[BEGIN RECORDED DATA]

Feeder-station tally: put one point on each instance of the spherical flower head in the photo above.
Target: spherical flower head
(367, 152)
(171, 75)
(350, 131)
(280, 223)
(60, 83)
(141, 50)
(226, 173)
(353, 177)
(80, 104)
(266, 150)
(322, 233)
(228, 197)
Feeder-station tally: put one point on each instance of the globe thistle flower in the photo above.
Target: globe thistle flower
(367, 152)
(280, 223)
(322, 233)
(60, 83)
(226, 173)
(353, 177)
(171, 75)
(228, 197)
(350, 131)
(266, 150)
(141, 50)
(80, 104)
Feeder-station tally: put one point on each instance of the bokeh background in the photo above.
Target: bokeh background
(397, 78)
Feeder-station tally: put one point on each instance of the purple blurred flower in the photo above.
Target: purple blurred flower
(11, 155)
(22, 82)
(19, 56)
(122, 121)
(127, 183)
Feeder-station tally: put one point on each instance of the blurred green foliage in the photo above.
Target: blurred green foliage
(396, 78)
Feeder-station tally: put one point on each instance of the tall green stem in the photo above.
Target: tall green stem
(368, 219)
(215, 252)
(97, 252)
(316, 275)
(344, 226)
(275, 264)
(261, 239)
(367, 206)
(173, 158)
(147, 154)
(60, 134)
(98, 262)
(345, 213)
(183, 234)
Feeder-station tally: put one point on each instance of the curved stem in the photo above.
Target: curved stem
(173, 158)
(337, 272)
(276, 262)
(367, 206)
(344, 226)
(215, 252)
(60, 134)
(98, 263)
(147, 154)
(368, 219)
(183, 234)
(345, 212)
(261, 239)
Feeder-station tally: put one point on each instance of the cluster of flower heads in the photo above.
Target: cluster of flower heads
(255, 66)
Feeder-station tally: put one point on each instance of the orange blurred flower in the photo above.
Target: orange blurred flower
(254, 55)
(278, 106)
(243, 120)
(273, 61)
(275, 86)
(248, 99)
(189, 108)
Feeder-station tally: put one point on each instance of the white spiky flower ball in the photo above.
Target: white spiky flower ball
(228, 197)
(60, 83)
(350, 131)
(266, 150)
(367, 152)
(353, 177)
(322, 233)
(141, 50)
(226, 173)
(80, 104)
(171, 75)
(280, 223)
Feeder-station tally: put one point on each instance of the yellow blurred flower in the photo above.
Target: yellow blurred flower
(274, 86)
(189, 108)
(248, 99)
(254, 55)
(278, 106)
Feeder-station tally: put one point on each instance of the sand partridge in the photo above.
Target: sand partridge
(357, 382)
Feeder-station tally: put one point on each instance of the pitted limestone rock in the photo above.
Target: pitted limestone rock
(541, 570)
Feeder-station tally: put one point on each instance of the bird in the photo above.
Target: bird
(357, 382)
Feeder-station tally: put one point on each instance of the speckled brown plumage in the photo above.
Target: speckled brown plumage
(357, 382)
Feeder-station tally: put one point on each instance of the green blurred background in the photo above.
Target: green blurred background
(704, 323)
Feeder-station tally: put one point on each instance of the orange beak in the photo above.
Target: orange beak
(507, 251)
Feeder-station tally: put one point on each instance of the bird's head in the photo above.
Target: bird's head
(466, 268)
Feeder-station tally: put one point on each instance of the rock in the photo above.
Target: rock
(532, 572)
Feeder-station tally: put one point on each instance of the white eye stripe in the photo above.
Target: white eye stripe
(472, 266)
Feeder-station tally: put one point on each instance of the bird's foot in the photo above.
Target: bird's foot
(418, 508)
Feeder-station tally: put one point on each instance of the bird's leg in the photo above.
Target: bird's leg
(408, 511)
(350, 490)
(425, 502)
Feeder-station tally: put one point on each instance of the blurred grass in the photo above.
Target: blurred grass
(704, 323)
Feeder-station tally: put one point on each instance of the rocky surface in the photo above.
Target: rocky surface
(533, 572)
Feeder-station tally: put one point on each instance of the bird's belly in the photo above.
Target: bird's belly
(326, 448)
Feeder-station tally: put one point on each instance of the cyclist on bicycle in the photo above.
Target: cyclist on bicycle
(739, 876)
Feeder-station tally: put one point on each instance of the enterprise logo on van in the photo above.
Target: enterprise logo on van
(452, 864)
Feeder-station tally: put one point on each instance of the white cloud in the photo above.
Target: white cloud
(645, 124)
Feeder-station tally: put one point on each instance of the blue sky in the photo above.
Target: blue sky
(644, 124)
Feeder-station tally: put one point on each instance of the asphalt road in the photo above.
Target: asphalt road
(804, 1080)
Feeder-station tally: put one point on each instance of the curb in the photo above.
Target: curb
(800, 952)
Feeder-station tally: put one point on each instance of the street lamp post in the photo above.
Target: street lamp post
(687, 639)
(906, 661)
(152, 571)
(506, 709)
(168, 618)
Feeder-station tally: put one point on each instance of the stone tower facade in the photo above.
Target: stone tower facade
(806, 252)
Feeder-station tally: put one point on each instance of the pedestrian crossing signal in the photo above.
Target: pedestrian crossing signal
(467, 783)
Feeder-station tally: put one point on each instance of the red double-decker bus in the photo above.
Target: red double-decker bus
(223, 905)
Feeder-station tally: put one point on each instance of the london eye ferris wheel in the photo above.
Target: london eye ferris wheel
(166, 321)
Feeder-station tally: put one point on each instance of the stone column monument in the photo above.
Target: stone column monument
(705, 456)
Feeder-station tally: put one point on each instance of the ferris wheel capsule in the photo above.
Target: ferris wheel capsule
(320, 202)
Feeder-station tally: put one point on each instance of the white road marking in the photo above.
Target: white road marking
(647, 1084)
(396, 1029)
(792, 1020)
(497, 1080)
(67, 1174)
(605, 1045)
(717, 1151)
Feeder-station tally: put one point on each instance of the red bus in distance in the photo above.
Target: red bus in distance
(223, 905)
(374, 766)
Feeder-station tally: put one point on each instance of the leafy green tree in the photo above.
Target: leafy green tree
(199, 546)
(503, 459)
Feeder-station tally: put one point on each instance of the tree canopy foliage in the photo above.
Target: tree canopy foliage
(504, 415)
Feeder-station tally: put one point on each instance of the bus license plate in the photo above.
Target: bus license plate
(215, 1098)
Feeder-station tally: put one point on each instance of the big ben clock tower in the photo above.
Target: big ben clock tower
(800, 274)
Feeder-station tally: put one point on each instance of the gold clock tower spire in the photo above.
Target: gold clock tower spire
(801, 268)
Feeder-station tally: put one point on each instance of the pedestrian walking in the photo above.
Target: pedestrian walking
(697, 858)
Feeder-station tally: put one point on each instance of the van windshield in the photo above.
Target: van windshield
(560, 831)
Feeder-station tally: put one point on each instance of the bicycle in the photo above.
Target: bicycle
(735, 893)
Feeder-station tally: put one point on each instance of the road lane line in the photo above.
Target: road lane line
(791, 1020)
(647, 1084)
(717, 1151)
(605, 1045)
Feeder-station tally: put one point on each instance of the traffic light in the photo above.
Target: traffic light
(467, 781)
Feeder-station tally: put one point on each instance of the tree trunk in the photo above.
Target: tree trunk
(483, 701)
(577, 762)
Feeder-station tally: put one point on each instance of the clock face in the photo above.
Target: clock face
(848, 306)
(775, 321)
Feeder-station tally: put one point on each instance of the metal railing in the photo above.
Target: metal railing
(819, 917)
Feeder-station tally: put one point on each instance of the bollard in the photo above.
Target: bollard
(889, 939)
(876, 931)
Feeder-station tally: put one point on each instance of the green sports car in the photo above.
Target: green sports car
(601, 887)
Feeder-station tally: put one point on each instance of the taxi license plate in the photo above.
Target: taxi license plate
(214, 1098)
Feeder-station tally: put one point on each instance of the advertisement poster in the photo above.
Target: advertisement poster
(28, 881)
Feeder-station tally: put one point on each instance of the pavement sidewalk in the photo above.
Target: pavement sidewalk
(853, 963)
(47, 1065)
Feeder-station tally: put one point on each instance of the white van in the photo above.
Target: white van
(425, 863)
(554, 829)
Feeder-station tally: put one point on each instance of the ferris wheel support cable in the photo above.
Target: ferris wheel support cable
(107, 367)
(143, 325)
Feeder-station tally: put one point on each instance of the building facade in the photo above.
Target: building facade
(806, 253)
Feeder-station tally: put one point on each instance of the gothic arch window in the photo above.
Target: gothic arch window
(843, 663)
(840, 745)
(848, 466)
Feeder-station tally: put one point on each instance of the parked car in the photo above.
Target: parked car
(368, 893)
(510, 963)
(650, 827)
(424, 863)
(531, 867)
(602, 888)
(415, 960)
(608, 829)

[END RECORDED DATA]

TASK DETAILS:
Copy out everything from the line containing "window in the photo above." down to the end of the records, unchanged.

REPLY TO THE EXERCISE:
Feeder-station tally: put one point on each instance of the gothic arch window in the photo above.
Target: gothic arch window
(843, 663)
(840, 745)
(848, 466)
Feeder-station tally: put one point on each instance of the parked car in the photo above.
Target: parked car
(368, 893)
(510, 963)
(650, 827)
(424, 863)
(531, 867)
(602, 888)
(415, 960)
(608, 829)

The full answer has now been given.